**TO DO:** Below is some data. Retype exactly the lines starting at the one with "Query: stone house" and ending at the one with "Query: steeply pitched roof".

+++ GIVEN INFORMATION

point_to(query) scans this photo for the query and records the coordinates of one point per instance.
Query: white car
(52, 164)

++++++
+++ GIVEN INFORMATION

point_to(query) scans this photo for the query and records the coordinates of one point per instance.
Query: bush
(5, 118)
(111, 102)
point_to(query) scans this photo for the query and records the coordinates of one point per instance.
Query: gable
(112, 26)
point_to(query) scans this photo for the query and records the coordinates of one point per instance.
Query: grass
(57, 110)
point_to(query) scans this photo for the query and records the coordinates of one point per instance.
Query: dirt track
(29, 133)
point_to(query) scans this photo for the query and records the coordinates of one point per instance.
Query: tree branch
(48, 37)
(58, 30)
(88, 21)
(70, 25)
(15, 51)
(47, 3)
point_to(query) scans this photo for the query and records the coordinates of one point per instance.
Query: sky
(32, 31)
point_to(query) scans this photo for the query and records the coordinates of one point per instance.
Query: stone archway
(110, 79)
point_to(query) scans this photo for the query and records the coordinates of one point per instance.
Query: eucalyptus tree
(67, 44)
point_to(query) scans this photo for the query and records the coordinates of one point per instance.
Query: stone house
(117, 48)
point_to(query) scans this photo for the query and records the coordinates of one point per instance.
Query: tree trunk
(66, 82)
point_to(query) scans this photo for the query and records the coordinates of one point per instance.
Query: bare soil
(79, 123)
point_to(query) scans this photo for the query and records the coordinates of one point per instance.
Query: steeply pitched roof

++++++

**ANSWER BOX:**
Query: stone house
(117, 48)
point_to(query) scans this photo for the query and records the coordinates of one point per instance.
Query: tree trunk
(66, 82)
point_to(query) scans this photo for the query and records the coordinates of one point per instance.
Query: bare soil
(79, 123)
point_to(query) scans this photo for the query and records the coordinates of one point per instance.
Query: steeply pitched roof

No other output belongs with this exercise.